TASK DIRECTIONS: Copy out every line of the listing below word for word, but leave the pictures out.

[Collection entries]

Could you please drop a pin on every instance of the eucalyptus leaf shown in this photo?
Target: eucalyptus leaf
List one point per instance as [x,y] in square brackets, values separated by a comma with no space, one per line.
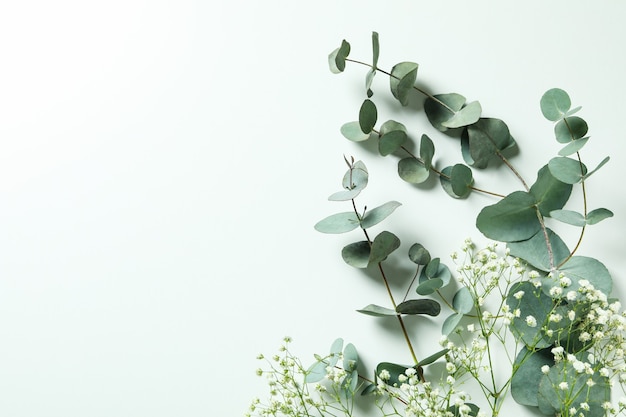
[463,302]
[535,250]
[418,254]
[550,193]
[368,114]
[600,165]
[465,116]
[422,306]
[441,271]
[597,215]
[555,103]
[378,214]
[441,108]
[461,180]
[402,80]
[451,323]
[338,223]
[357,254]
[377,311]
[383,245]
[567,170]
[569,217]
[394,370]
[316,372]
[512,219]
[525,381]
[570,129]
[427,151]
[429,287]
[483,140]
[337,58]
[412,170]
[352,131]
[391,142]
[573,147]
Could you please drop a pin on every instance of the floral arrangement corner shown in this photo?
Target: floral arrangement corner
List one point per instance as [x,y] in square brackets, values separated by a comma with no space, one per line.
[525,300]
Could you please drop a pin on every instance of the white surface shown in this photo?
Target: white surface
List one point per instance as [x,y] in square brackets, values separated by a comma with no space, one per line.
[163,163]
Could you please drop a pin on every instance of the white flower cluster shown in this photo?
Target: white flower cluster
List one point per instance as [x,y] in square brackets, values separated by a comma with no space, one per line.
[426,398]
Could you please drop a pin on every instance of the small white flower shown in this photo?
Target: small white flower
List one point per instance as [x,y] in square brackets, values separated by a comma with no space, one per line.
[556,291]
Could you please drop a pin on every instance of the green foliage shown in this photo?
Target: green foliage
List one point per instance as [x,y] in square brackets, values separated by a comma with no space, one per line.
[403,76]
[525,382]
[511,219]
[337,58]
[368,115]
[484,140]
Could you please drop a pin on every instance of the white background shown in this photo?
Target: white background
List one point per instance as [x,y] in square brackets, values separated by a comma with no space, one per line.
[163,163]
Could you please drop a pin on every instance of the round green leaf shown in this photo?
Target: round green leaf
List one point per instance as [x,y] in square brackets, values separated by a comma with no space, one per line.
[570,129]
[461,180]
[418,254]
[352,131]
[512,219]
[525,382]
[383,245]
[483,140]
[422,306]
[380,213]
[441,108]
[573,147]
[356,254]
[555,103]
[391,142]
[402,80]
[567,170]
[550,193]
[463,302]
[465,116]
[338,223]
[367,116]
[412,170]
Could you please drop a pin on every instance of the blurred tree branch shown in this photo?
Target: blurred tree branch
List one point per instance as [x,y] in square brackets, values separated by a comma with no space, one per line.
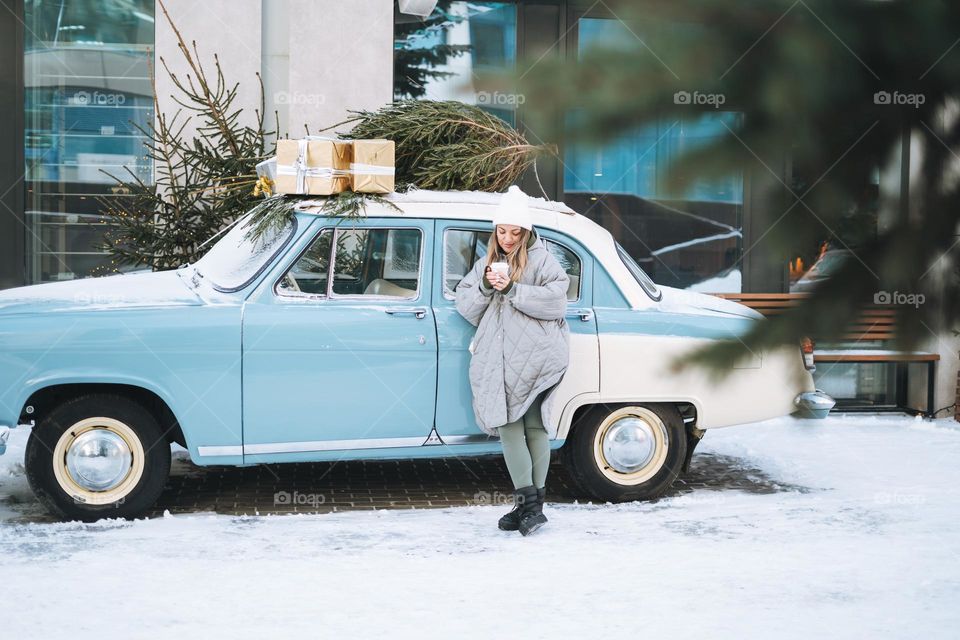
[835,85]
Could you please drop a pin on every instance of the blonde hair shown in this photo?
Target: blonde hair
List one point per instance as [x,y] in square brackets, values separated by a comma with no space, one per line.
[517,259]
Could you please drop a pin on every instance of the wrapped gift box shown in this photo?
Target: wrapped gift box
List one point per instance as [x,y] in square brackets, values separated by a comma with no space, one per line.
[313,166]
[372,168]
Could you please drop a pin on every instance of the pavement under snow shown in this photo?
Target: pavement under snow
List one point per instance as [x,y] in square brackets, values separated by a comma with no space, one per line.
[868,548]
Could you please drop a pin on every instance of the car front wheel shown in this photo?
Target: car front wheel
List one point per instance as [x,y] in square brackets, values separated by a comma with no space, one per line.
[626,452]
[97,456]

OUTPUT:
Could you please drop a pin on every instance of the eucalyptus leaf shown in this photo?
Target: eucalyptus leaf
List one point per instance as [x,y] in square brackets, values separated by a comma with no space, one per line.
[463,302]
[535,250]
[418,254]
[550,193]
[368,114]
[600,165]
[465,116]
[422,306]
[441,271]
[597,215]
[555,103]
[378,214]
[441,108]
[461,180]
[402,80]
[451,323]
[338,223]
[357,254]
[377,311]
[383,245]
[567,170]
[569,217]
[394,370]
[316,372]
[512,219]
[525,381]
[570,129]
[427,151]
[429,287]
[483,140]
[337,58]
[412,170]
[352,131]
[391,142]
[573,147]
Could you please drop a pin on every instance of the floral arrangement corner shown in this photo?
Target: floral arrangement corner
List one point per instance as [x,y] in square brackets, values separated by a comma with no space, one per line.
[525,300]
Could you please drop a pin on every instance of the white surface shown in this photo?
Target: white surface
List one point per instance as [x,y] in square brackets, values separated by a comma with no space, one per line.
[163,163]
Could you please drop a pin on every instance of the white flower cluster shown in this photo?
Target: white flower cluster
List one point per instance as [x,y] in square brackets, values separated by a comma with no space, one per line.
[426,398]
Could you please drop a pin on every instance of the small white flower shown in this photo?
Target: small white flower
List one point per instance as [x,y] in square brackets, values separated by a comma with no space, one per line.
[556,291]
Could you please drop a pin on every instance of the green foliage shown in this photo?
Target: green foliage
List one point per instance as [x,y] in square brackets, values separated by a comma with no space, one per line.
[403,76]
[525,382]
[511,219]
[337,58]
[368,115]
[484,140]
Could you please drop a pin on every instance of the white background shown in this photo?
Target: white background
List one point per instance as [x,y] in square brackets, values separated by a comma with no space, one per line.
[163,163]
Could you please drop a pin on every instance of the round green leaf shown in this photo?
Target: round green leaf
List one point per instance as [x,y] in square brackets, values separated by a comma with no space, one per line.
[570,129]
[461,180]
[418,254]
[352,131]
[512,219]
[525,382]
[383,245]
[483,140]
[422,306]
[380,213]
[441,108]
[573,147]
[356,254]
[555,103]
[391,142]
[402,80]
[567,170]
[550,193]
[463,302]
[465,116]
[338,223]
[367,116]
[412,170]
Could you please drop a pin on every instance of the blurred tree branch shown in this photo?
Target: blurred tree branch
List one point per instance as [x,y] in square brackets, values separated by a comma with no space, one per line.
[835,85]
Could you please drop a pin on every instance of the blonde hair shown in this photo?
Target: blonde hair
List one point per instance as [x,y] in square brackets, values separated by a comma with no space, one per line.
[517,259]
Could you please drop a pin on every instance of the wrapped gift box shown in this photo?
Target: wrapped gift box
List one point per instance as [x,y] in square brackets, values separated by a comma with no space, one per line.
[313,166]
[372,168]
Could you please drop a pin on every instance of the pavement under snow shown in this photo?
Target: pavement under snow
List one point per instance as [x,y] in square brackets, values separated by a comma with no space, one per line.
[868,548]
Could you please drop a pin on every instance of the car front wheel shown in this photo?
Target: car front wheel
List one point per instance as [x,y] in square brackets, values separated by a comma with no space, one per line.
[626,452]
[97,456]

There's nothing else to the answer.